-- Begin Records for processing --

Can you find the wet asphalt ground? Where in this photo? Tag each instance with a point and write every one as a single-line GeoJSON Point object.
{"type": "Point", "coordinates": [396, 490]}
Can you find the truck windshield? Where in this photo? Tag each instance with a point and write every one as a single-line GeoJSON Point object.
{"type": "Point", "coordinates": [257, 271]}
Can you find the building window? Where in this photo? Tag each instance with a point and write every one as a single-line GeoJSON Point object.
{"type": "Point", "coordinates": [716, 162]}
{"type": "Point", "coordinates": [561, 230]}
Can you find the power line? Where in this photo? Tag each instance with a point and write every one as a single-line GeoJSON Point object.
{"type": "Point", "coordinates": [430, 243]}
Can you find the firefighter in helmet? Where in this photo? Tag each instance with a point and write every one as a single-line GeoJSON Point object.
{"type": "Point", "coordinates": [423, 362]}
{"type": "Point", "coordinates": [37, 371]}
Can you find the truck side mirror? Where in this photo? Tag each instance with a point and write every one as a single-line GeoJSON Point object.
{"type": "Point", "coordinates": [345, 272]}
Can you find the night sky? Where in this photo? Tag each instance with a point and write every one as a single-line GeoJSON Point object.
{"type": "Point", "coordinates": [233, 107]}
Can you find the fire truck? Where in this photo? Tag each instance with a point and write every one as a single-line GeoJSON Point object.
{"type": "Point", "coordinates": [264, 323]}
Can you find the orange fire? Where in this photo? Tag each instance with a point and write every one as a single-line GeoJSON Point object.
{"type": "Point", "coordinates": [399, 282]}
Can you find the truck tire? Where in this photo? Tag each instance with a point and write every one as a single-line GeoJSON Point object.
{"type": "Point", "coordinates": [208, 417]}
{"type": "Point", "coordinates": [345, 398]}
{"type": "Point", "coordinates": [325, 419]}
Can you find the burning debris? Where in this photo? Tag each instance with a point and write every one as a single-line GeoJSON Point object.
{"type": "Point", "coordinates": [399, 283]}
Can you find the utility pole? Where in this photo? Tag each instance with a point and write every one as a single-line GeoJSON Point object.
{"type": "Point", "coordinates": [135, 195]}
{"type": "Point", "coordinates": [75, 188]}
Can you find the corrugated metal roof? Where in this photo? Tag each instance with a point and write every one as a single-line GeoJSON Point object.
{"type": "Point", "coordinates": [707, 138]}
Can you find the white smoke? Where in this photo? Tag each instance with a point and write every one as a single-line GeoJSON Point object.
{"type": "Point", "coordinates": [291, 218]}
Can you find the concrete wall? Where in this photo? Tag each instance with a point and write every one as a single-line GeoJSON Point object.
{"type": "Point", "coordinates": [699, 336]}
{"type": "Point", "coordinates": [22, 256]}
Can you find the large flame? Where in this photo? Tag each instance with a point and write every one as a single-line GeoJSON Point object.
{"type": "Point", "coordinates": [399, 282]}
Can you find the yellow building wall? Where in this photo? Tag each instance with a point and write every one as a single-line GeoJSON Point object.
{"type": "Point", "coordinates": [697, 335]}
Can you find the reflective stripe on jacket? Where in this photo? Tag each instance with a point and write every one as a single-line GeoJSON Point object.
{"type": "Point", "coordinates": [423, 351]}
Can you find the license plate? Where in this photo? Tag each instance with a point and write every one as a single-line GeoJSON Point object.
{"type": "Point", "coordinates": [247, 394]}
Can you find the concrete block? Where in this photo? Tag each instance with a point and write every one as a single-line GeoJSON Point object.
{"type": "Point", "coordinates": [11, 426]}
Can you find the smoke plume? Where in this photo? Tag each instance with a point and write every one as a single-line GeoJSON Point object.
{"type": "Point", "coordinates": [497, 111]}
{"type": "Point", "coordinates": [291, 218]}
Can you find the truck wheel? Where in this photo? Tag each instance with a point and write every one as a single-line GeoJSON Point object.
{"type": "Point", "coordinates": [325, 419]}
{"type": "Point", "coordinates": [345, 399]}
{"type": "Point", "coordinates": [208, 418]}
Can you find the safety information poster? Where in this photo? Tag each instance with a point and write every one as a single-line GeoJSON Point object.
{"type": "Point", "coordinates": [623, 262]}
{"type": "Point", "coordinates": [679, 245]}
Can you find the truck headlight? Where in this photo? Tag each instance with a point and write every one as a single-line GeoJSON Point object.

-- End Records for processing --

Every record shown above must be echoed exactly.

Written response:
Can you find the wet asphalt ground? Where in this photo? Tag each instance with a point and write every one as a single-line GeoJSON Point object.
{"type": "Point", "coordinates": [396, 490]}
Can you find the truck windshield? Where in this photo? Tag each instance with a point and write every one as a single-line GeoJSON Point object.
{"type": "Point", "coordinates": [257, 271]}
Can you find the building window? Where in this photo? Tag each instance with a point and write every one as a single-line GeoJSON Point object.
{"type": "Point", "coordinates": [716, 162]}
{"type": "Point", "coordinates": [561, 230]}
Can you find the power line? Where in this photo? Tag each instance with a point and write every one as a single-line GeoJSON Point object.
{"type": "Point", "coordinates": [430, 243]}
Can you find the firefighter in helmet? Where in this photo? Tag each instance with a point and write every one as a single-line GeoJSON Point object.
{"type": "Point", "coordinates": [423, 362]}
{"type": "Point", "coordinates": [37, 371]}
Can you find the truck side mirror? Where in this photo? Tag each instance with a point and write every one as a single-line GeoJSON Point object.
{"type": "Point", "coordinates": [345, 272]}
Can you find the night sky? Where in this photo? Tag each instance with a point and write every one as a single-line GeoJSON Point object.
{"type": "Point", "coordinates": [233, 107]}
Can you find the fire truck? Where in this photo? Tag each instance with a point and write every one as a single-line GeoJSON Point object.
{"type": "Point", "coordinates": [264, 323]}
Can you find the orange fire? Where in this photo? Tag each instance with a point and write every one as a single-line GeoJSON Point object.
{"type": "Point", "coordinates": [399, 282]}
Can you find the truck tire? Where in this photo? Tag each instance with a point and write every one as a single-line GeoJSON Point object.
{"type": "Point", "coordinates": [208, 417]}
{"type": "Point", "coordinates": [345, 398]}
{"type": "Point", "coordinates": [325, 419]}
Can you find the burning debris? Where in this photo? Tag each instance with a point and write every one as a single-line GeoJSON Point object.
{"type": "Point", "coordinates": [399, 283]}
Can you find the utility pole? Where in this photo? Tag each instance with a point and write every one as a single-line GeoJSON Point object.
{"type": "Point", "coordinates": [135, 195]}
{"type": "Point", "coordinates": [75, 188]}
Can you find the corrugated metal roof? Where in this photo? Tag each instance with a point and write every one as a single-line GeoJSON Point object.
{"type": "Point", "coordinates": [707, 138]}
Can you find the white smoke? Where in this photo? Tag each instance with a point and write every one as a single-line GeoJSON Point object.
{"type": "Point", "coordinates": [291, 218]}
Can you find the concrete wall? Where in this photo? Tag each instance with a point and write every one as a single-line GeoJSON Point object.
{"type": "Point", "coordinates": [699, 336]}
{"type": "Point", "coordinates": [22, 256]}
Can you find the large flame? Where in this photo? Tag each instance with a point and write every one as a single-line GeoJSON Point object.
{"type": "Point", "coordinates": [399, 282]}
Can you find the yellow building wall? Where in this photo? Tag each instance with a point and write every one as a single-line GeoJSON Point object.
{"type": "Point", "coordinates": [697, 335]}
Can you find the reflective stripe on jacket? Where in this photo? Tag each instance with a point and write every one as a single-line GeoJSON Point object.
{"type": "Point", "coordinates": [423, 351]}
Can you find the license plate? Where in this photo? Tag each instance with a point and write every one as a single-line GeoJSON Point object.
{"type": "Point", "coordinates": [247, 394]}
Can you find the concrete block? Where in this photo? Tag each instance with a point and write every one as a single-line GeoJSON Point object.
{"type": "Point", "coordinates": [11, 426]}
Can you find the smoke plume? Where in this photo? Tag each instance with a point and write every one as a single-line GeoJSON Point object.
{"type": "Point", "coordinates": [497, 111]}
{"type": "Point", "coordinates": [291, 218]}
Can you find the truck wheel? Where in this photo? Tag each instance with a point and write every one as a single-line GeoJSON Point object.
{"type": "Point", "coordinates": [325, 419]}
{"type": "Point", "coordinates": [345, 399]}
{"type": "Point", "coordinates": [208, 418]}
Can you find the safety information poster? Where in this photo? Tag each instance with a point and write every one as a single-line GeoJSON Point object.
{"type": "Point", "coordinates": [623, 262]}
{"type": "Point", "coordinates": [679, 245]}
Can you find the truck headlight? Where in this photo? Tag each instance with a point and write every one as a single-line GeoJSON Point object.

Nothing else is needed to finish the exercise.